Task description:
Please reproduce each of the lines below word for word, with no changes.

== Records supplied ==

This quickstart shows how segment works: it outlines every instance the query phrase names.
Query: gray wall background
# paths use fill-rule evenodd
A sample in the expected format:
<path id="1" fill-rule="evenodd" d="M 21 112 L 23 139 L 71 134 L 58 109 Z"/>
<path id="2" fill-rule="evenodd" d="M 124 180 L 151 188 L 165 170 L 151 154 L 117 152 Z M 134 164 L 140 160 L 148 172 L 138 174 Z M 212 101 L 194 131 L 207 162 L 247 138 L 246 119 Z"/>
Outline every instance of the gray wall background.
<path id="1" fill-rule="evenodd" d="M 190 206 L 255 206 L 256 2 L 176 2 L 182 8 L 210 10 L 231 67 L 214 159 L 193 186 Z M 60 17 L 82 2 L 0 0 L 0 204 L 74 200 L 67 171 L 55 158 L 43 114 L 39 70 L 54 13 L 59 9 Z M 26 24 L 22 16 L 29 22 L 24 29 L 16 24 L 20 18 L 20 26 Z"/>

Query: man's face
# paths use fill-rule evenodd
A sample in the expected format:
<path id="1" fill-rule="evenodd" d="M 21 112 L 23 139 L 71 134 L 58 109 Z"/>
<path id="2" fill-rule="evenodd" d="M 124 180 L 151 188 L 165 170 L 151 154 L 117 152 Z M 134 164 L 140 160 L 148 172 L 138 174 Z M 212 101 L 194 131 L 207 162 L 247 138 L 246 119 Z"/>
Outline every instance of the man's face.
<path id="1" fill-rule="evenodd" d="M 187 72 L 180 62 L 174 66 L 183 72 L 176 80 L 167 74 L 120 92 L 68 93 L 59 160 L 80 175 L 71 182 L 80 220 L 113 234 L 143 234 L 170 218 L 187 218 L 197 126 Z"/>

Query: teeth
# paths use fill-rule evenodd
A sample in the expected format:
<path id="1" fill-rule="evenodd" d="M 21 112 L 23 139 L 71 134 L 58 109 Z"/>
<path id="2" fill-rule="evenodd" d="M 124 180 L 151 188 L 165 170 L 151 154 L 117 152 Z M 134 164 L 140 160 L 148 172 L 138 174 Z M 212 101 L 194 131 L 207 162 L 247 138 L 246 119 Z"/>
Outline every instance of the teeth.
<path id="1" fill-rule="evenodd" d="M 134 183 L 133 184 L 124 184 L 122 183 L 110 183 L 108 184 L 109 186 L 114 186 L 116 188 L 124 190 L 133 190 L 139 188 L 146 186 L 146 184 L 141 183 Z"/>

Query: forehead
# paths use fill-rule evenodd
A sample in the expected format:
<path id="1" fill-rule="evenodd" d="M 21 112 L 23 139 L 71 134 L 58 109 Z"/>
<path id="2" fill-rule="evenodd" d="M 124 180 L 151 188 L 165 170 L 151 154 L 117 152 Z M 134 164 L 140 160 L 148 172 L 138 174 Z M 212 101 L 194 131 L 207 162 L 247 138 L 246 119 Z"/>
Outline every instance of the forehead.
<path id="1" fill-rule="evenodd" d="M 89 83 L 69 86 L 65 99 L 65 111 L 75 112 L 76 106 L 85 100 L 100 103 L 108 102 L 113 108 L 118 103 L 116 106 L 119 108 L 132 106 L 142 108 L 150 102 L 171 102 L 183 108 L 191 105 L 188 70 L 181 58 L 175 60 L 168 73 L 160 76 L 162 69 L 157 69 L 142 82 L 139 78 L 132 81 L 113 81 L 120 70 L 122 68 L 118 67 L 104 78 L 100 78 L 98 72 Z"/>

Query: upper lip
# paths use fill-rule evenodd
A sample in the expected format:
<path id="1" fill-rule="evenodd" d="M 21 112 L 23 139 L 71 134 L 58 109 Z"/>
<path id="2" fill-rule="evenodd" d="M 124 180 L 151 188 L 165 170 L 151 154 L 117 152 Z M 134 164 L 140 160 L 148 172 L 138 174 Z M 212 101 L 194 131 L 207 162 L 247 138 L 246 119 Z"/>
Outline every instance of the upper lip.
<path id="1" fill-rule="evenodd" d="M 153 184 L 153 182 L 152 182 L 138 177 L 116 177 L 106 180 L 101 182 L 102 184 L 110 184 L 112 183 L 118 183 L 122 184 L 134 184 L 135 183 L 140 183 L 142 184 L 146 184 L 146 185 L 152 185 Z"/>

===

Exercise output:
This quickstart shows how segment works: it outlines every instance the query phrase names.
Query: gray wall background
# paths use fill-rule evenodd
A sample in the expected format:
<path id="1" fill-rule="evenodd" d="M 21 112 L 23 139 L 71 134 L 58 109 Z"/>
<path id="2" fill-rule="evenodd" d="M 124 180 L 151 188 L 165 170 L 151 154 L 117 152 Z M 134 164 L 140 160 L 148 172 L 138 174 Z M 212 101 L 194 131 L 207 162 L 247 138 L 246 119 Z"/>
Outline every instance of the gray wall background.
<path id="1" fill-rule="evenodd" d="M 190 206 L 255 206 L 256 2 L 176 2 L 182 8 L 210 10 L 231 67 L 214 159 L 193 186 Z M 60 17 L 82 2 L 0 0 L 0 204 L 74 200 L 67 171 L 55 158 L 43 114 L 39 70 L 54 13 L 59 9 Z M 26 24 L 22 16 L 29 22 L 24 29 L 16 24 L 20 18 L 20 26 Z"/>

Query: man's face
# paths use fill-rule evenodd
A sample in the expected format:
<path id="1" fill-rule="evenodd" d="M 21 112 L 23 139 L 71 134 L 58 109 Z"/>
<path id="2" fill-rule="evenodd" d="M 124 180 L 151 188 L 165 170 L 151 154 L 117 152 Z M 134 164 L 140 160 L 148 172 L 138 174 Z M 212 101 L 194 131 L 207 162 L 247 138 L 246 119 Z"/>
Outline every instance of the man's face.
<path id="1" fill-rule="evenodd" d="M 187 72 L 180 62 L 174 66 L 183 72 L 176 80 L 167 74 L 120 92 L 68 93 L 59 160 L 80 175 L 71 182 L 80 220 L 113 234 L 143 234 L 170 218 L 187 218 L 197 126 Z"/>

Query: teeth
# paths use fill-rule evenodd
A sample in the expected format:
<path id="1" fill-rule="evenodd" d="M 21 112 L 23 139 L 71 134 L 58 109 Z"/>
<path id="2" fill-rule="evenodd" d="M 124 180 L 151 188 L 165 170 L 151 154 L 117 152 Z M 134 164 L 140 160 L 148 172 L 138 174 Z M 212 101 L 194 131 L 207 162 L 247 138 L 246 119 Z"/>
Outline every instance of the teeth.
<path id="1" fill-rule="evenodd" d="M 134 183 L 133 184 L 124 184 L 122 183 L 110 183 L 108 184 L 109 186 L 114 186 L 116 188 L 124 190 L 133 190 L 139 188 L 146 186 L 146 184 L 141 183 Z"/>

Query: forehead
# paths use fill-rule evenodd
A sample in the expected format:
<path id="1" fill-rule="evenodd" d="M 21 112 L 23 139 L 71 134 L 58 109 Z"/>
<path id="2" fill-rule="evenodd" d="M 124 180 L 151 188 L 165 170 L 151 154 L 117 152 Z M 134 164 L 140 160 L 148 172 L 138 174 Z M 212 101 L 194 131 L 207 162 L 247 138 L 246 119 Z"/>
Outline every instance of the forehead.
<path id="1" fill-rule="evenodd" d="M 89 83 L 69 86 L 65 99 L 65 111 L 75 112 L 76 106 L 85 100 L 100 103 L 108 102 L 113 108 L 118 103 L 116 106 L 119 108 L 132 106 L 142 108 L 150 102 L 171 102 L 183 108 L 191 105 L 188 70 L 181 58 L 175 60 L 168 73 L 160 76 L 162 69 L 157 69 L 142 82 L 139 78 L 132 81 L 113 81 L 120 70 L 122 68 L 118 67 L 104 78 L 100 78 L 98 72 Z"/>

Query: upper lip
# paths use fill-rule evenodd
A sample in the expected format:
<path id="1" fill-rule="evenodd" d="M 21 112 L 23 139 L 71 134 L 58 109 Z"/>
<path id="2" fill-rule="evenodd" d="M 124 180 L 151 188 L 165 170 L 151 154 L 117 152 Z M 134 164 L 140 160 L 148 172 L 138 174 Z M 212 101 L 194 131 L 207 162 L 247 138 L 246 119 Z"/>
Outline every instance of the upper lip.
<path id="1" fill-rule="evenodd" d="M 153 184 L 153 182 L 152 182 L 138 177 L 116 177 L 106 180 L 101 182 L 102 184 L 110 184 L 112 183 L 118 183 L 122 184 L 134 184 L 135 183 L 140 183 L 142 184 L 146 184 L 146 185 L 152 185 Z"/>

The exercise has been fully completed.